• Exercise
Wherever the word "shoulder" appears in a line of the data, that line should be copied.

Data entries:
* * * * *

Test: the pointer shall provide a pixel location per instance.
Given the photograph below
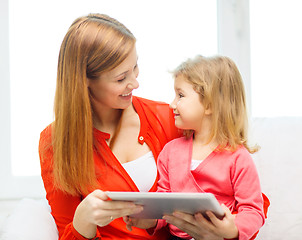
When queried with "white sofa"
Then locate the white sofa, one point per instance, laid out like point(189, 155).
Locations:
point(279, 163)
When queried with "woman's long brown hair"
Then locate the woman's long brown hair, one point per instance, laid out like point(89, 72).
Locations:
point(93, 44)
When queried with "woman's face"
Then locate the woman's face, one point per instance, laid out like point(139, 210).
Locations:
point(113, 89)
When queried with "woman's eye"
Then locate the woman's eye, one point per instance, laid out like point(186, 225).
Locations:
point(122, 79)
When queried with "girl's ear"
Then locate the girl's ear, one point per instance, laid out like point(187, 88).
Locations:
point(208, 109)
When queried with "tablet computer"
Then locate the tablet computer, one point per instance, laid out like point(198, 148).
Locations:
point(157, 204)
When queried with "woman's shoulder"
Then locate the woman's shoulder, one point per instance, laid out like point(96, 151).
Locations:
point(149, 102)
point(46, 133)
point(178, 143)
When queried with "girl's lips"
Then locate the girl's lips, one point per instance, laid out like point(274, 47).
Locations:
point(126, 96)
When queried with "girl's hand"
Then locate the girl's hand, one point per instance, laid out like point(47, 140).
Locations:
point(225, 228)
point(139, 223)
point(192, 226)
point(95, 211)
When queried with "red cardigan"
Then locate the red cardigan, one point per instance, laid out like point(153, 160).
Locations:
point(157, 128)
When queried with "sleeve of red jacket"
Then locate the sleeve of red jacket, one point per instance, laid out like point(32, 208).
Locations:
point(62, 205)
point(250, 216)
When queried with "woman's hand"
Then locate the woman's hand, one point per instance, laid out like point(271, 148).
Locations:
point(95, 211)
point(139, 223)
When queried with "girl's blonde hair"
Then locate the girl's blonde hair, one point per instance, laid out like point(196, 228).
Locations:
point(93, 45)
point(218, 82)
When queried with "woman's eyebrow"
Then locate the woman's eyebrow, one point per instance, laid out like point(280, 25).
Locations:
point(121, 74)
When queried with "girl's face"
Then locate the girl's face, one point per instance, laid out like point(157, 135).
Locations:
point(187, 107)
point(114, 88)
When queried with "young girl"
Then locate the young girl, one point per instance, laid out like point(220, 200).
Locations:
point(214, 156)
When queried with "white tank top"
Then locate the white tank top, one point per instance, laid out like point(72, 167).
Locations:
point(195, 164)
point(143, 171)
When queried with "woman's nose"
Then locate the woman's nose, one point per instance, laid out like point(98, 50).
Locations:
point(173, 104)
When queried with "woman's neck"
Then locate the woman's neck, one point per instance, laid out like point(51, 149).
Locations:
point(106, 120)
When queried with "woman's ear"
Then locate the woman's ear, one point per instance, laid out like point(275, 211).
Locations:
point(208, 109)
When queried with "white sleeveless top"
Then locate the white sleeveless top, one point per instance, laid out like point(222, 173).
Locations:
point(195, 164)
point(143, 171)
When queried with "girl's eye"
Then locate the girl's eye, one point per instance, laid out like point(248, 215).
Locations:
point(122, 79)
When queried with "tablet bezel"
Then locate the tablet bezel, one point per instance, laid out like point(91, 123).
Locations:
point(157, 204)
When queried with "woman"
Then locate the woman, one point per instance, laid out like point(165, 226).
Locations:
point(103, 138)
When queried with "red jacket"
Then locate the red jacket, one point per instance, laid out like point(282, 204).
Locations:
point(157, 128)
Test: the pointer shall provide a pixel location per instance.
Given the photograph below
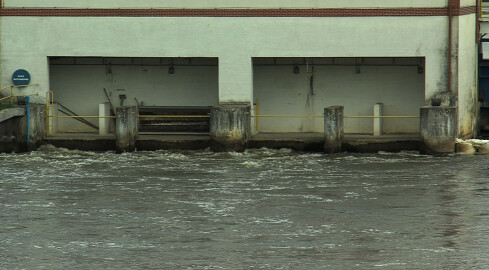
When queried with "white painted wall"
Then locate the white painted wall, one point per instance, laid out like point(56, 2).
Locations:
point(467, 75)
point(223, 3)
point(281, 92)
point(27, 42)
point(80, 88)
point(465, 3)
point(232, 40)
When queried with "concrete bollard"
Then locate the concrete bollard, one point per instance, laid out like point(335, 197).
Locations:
point(230, 127)
point(377, 120)
point(333, 129)
point(483, 149)
point(464, 148)
point(438, 126)
point(103, 122)
point(126, 129)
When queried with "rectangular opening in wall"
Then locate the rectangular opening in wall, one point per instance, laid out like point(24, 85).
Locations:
point(159, 85)
point(304, 86)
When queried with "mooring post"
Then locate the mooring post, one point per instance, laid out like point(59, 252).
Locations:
point(438, 127)
point(126, 129)
point(333, 129)
point(103, 121)
point(377, 119)
point(230, 127)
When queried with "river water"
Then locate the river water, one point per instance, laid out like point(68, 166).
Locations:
point(262, 209)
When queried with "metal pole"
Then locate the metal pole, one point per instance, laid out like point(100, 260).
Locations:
point(28, 116)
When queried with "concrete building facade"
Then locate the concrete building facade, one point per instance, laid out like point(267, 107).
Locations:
point(293, 57)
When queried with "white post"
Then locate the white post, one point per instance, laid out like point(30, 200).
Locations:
point(104, 123)
point(377, 120)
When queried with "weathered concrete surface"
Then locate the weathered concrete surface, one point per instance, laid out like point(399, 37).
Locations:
point(230, 127)
point(6, 114)
point(126, 128)
point(13, 130)
point(438, 129)
point(308, 142)
point(333, 129)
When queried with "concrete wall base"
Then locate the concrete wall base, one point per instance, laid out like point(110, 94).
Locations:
point(126, 129)
point(438, 129)
point(333, 129)
point(13, 130)
point(230, 127)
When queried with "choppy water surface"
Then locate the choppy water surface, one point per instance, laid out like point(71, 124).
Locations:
point(262, 209)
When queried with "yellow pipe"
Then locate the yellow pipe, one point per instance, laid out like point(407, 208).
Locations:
point(287, 116)
point(7, 97)
point(80, 116)
point(173, 116)
point(363, 116)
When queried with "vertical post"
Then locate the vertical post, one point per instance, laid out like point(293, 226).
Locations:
point(230, 127)
point(103, 121)
point(126, 129)
point(28, 117)
point(52, 118)
point(333, 129)
point(377, 119)
point(438, 127)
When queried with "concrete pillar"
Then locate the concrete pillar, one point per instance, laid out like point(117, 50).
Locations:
point(378, 121)
point(52, 122)
point(333, 129)
point(126, 128)
point(230, 127)
point(438, 127)
point(104, 123)
point(32, 127)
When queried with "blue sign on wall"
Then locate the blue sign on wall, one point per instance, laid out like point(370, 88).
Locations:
point(21, 77)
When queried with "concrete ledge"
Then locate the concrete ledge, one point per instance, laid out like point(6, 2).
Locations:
point(307, 142)
point(6, 114)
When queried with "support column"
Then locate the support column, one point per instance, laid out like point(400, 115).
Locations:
point(230, 127)
point(52, 122)
point(333, 129)
point(377, 119)
point(103, 122)
point(126, 129)
point(439, 126)
point(31, 128)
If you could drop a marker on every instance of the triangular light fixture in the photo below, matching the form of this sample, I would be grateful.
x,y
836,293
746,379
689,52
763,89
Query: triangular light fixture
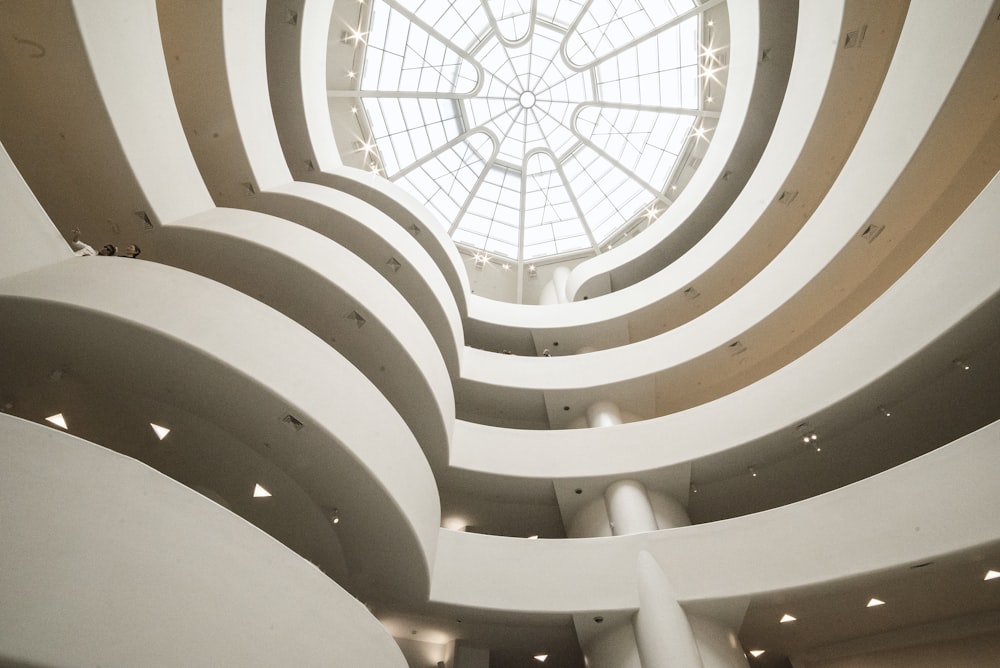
x,y
58,420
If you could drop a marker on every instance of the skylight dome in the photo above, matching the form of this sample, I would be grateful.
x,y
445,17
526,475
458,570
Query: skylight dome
x,y
534,129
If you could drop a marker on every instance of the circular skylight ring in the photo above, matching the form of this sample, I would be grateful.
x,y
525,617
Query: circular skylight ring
x,y
609,143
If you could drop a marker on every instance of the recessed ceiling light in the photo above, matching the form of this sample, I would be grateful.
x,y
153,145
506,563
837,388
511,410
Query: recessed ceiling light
x,y
58,420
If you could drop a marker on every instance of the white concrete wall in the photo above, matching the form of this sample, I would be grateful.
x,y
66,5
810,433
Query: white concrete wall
x,y
824,539
30,240
107,562
943,287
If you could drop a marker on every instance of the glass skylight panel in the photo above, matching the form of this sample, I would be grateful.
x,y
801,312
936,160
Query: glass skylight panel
x,y
444,181
513,18
608,25
462,22
517,151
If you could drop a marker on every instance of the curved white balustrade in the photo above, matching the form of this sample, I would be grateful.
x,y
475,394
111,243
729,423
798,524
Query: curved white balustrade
x,y
93,574
333,294
828,538
353,452
297,85
908,317
221,91
824,87
136,94
788,304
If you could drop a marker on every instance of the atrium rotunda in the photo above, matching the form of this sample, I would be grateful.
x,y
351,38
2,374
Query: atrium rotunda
x,y
499,333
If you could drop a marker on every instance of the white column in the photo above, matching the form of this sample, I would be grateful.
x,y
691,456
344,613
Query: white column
x,y
603,414
613,648
629,509
662,630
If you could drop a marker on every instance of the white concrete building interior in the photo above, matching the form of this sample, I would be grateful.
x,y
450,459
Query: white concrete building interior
x,y
500,333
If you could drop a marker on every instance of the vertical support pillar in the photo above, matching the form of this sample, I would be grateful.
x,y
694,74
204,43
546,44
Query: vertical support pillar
x,y
662,630
629,509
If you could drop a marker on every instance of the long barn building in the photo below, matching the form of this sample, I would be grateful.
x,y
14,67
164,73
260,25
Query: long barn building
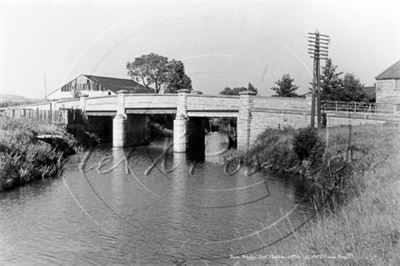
x,y
92,86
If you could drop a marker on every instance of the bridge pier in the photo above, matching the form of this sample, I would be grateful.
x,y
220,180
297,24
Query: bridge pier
x,y
244,120
129,129
181,123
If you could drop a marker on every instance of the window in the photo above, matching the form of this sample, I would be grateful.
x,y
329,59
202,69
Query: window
x,y
397,84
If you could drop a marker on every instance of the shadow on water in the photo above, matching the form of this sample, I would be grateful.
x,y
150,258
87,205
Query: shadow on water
x,y
164,217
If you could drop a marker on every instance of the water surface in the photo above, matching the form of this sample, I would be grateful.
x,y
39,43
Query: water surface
x,y
113,213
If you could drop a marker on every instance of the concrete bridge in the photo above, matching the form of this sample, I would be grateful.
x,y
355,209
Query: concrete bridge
x,y
126,115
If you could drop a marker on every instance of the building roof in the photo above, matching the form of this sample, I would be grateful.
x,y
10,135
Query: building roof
x,y
393,72
117,84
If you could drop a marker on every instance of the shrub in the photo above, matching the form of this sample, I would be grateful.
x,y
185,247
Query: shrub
x,y
306,142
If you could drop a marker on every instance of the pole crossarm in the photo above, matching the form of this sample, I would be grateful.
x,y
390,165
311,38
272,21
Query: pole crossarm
x,y
317,49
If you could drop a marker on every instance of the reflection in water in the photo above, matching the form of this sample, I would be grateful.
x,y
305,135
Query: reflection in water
x,y
163,216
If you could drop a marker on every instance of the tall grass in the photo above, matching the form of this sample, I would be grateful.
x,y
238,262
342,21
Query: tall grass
x,y
23,157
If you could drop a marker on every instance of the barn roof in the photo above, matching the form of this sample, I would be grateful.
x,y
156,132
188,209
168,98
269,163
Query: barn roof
x,y
117,84
393,72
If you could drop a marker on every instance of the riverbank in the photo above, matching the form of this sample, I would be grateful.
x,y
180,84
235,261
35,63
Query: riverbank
x,y
364,228
24,157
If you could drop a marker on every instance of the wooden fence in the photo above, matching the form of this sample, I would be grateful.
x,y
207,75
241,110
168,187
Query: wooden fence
x,y
362,107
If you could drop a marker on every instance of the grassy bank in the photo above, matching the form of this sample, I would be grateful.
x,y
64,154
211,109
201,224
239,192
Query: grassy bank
x,y
365,226
23,157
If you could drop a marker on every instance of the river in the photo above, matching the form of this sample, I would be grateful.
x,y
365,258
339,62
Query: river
x,y
126,207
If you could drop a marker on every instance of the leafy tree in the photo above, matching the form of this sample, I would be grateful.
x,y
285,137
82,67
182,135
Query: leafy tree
x,y
155,70
336,88
331,82
235,91
285,87
352,89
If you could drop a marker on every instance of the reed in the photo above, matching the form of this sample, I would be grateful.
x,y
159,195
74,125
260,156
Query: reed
x,y
23,157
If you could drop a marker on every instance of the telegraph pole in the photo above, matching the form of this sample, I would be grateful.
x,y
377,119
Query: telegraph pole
x,y
318,49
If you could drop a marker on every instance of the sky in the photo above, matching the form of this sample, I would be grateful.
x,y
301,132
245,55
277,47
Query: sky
x,y
45,44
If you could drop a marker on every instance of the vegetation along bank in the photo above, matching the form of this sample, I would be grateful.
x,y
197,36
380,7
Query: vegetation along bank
x,y
25,157
358,168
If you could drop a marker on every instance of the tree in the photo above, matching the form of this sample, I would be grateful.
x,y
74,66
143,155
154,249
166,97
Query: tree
x,y
177,79
236,90
336,88
331,82
285,87
155,70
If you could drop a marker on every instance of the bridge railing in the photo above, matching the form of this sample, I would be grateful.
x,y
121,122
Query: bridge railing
x,y
362,107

* * * * *

• Task solution
When queried with "woman's shoulder"
Then locate the woman's shoulder, one point per instance, laid out like point(96, 151).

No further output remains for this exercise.